[EXCERPT]:
A correct GC algorithm that is simple and efficient for forest scenarios. This algorithm removes unreachable blocks that are older than chain finality, making sure to avoid removing something that could later become reachable as a result of a fork.

Properties:

  • No BlockHeader reachable from HEAD may be garbage collected.
  • No data younger than chain finality epochs may be garbage collected.
  • State-trees older than depth epochs should be garbage collected.
  • Not all unreachable data has to be garbage collected. In other words, it’s acceptable for the garbage collector to be conservative.
  • The garbage collector may not prevent access to the database.

§GC Algorithm

The mark-and-sweep algorithm was chosen due to it’s simplicity, efficiency and low memory footprint.

§GC Workflow

  1. Mark: traverse all the blocks, generating integer hash representations for each identifier and storing those in a set.
  2. Wait at least chain finality blocks.
  3. Traverse reachable blocks starting at the current heaviest tipset and remove those from the marked set, leaving only unreachable entries that are older than chain finality.
  4. Sweep, removing all the remaining marked entries from the database.

§Correctness

This algorithm considers all the blocks that are visited during the snapshot export task reachable, making sure they are kept in the database after the run. It makes sure to retain the reachable graph as well as all the blocks for at least chain finality to account for potential forks. A snapshot can be used to bootstrap the node from scratch, thus the algorithm is considered correct when a valid snapshot can be exported using records available in the database after the run.

§Disk usage

The expected disk usage is slightly greater than the size of live data for three reasons:

  1. Unreachable data is not removed until it is at least 7.5 hours old (see chain finality).
  2. The garbage collector is conservative and is expected to leave a small (less than 1%) amount of unreachable data behind.

[DATA EXTRACT]:
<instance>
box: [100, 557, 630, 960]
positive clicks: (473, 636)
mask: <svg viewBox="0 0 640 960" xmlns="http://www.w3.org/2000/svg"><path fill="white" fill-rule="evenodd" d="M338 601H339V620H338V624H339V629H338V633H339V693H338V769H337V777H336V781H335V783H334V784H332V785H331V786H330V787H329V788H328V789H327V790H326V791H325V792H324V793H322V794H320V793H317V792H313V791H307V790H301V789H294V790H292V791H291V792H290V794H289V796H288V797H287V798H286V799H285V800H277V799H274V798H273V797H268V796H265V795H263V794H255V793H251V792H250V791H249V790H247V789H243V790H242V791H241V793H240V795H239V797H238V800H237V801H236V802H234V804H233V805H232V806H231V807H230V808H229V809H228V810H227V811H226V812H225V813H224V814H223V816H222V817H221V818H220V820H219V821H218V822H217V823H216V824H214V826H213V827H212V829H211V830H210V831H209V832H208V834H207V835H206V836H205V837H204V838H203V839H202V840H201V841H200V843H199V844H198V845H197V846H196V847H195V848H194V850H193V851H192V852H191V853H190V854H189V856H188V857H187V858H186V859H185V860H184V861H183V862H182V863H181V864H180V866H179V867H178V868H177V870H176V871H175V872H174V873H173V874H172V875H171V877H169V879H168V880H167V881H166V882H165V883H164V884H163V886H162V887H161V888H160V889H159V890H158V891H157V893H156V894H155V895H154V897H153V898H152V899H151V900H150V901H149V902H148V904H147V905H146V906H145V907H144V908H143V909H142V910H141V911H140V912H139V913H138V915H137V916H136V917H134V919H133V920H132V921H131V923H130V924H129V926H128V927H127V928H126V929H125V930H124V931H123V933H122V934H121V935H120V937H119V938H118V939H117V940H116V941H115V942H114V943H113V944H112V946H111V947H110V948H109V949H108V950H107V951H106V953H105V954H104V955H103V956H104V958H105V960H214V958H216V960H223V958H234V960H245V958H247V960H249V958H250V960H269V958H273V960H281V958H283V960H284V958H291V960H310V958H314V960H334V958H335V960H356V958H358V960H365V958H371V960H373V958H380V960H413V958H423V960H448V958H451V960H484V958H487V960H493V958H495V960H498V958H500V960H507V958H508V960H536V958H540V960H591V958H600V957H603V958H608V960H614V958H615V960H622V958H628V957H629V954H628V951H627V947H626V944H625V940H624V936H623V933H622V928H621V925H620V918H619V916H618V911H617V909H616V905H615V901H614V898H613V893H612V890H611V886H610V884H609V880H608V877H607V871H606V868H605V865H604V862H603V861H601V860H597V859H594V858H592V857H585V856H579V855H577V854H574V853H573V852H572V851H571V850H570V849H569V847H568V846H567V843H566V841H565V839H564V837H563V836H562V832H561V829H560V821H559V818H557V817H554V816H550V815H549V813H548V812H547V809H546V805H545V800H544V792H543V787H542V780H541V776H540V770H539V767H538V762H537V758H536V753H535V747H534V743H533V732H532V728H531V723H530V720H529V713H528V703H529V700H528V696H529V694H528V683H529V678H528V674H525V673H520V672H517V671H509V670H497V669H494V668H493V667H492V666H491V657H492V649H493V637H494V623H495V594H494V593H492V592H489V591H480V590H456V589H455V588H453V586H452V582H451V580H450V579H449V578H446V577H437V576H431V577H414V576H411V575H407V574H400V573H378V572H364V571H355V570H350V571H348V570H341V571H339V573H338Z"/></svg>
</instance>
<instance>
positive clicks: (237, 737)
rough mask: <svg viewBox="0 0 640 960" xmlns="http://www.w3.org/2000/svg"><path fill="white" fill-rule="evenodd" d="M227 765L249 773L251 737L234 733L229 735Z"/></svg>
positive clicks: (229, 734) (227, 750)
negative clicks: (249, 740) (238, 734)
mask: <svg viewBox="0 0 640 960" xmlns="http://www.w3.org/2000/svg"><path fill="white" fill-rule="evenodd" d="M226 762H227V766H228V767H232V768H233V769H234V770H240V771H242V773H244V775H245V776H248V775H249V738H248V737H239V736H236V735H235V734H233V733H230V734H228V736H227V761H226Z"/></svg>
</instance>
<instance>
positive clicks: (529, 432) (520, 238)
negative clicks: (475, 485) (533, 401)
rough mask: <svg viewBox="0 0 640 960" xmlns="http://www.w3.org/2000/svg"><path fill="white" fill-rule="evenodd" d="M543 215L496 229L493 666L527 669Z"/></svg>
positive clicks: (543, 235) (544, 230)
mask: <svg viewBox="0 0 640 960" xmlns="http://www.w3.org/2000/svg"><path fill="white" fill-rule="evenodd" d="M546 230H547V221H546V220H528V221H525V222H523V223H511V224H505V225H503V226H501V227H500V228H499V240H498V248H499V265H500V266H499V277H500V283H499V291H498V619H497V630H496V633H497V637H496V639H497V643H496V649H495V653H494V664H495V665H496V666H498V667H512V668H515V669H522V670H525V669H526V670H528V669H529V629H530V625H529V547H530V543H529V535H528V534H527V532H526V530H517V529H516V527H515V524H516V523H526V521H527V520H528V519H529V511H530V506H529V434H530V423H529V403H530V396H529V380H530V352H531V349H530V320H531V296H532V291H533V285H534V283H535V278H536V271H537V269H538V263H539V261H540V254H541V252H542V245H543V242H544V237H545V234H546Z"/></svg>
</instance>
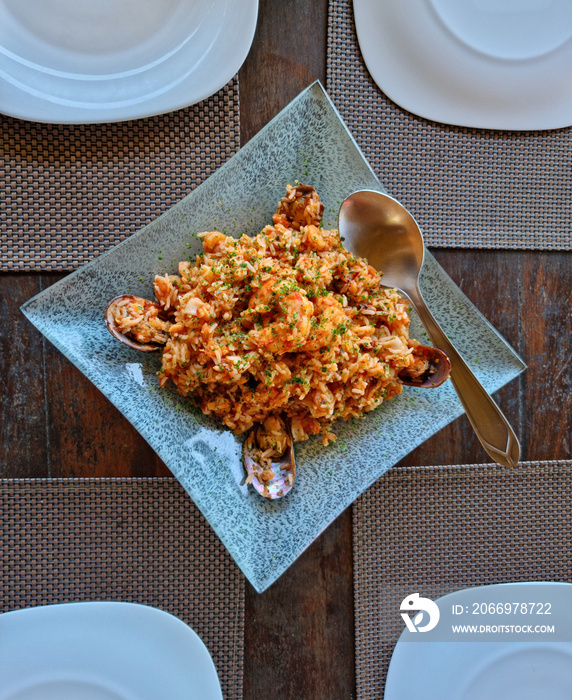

[QUESTIONS ON THE MATERIAL]:
- A) List the properties that the garbage collection excerpt sets out for the garbage collector.
- B) Transcribe the garbage collection excerpt word for word between "3. Traverse reachable" and "than chain finality.", inclusive.
- C) Go on with the garbage collection excerpt from its last sentence.

[RESPONSES TO THE TASKS]:
- A)
- No BlockHeader reachable from HEAD may be garbage collected.
- No data younger than chain finality epochs may be garbage collected.
- State-trees older than depth epochs should be garbage collected.
- Not all unreachable data has to be garbage collected; the garbage collector may be conservative.
- The garbage collector may not prevent access to the database.

- B)
3. Traverse reachable blocks starting at the current heaviest tipset and remove those from the marked set, leaving only unreachable entries that are older than chain finality.

- C)
  3. The blockstore back-end may be fragmented, therefore not relinquishing the disk space back to the OS.

§Memory usage

During the mark and up to the sweep stage, the algorithm requires 4 bytes of memory for each database record. Additionally, the seen cache while traversing the reachable graph executing the filter stage requires at least 32 bytes of memory for each reachable block. For a typical mainnet snapshot of about 100 GiB that adds up to roughly 2.5 GiB.

§Scheduling

  1. GC is triggered automatically and there have to be at least chain finality epochs stored for the mark step.
  2. The filter step is triggered after at least chain finality has passed since the mark step.
  3. Then, the sweep step happens.
  4. Finally, the algorithm waits for a configured amount of time to initiate the next run.

§Performance

The time complexity of mark and sweep steps is O(n). The filter step is currently utilizing a depth-first search algorithm, with O(V+E) complexity, where V is the number of vertices and E is the number of edges.

Structs§

  • MarkAndSweep is a simple garbage collector implementation that traverses all the database keys writing them to a CidHashSet, then filters out those that need to be kept and schedules the rest for removal.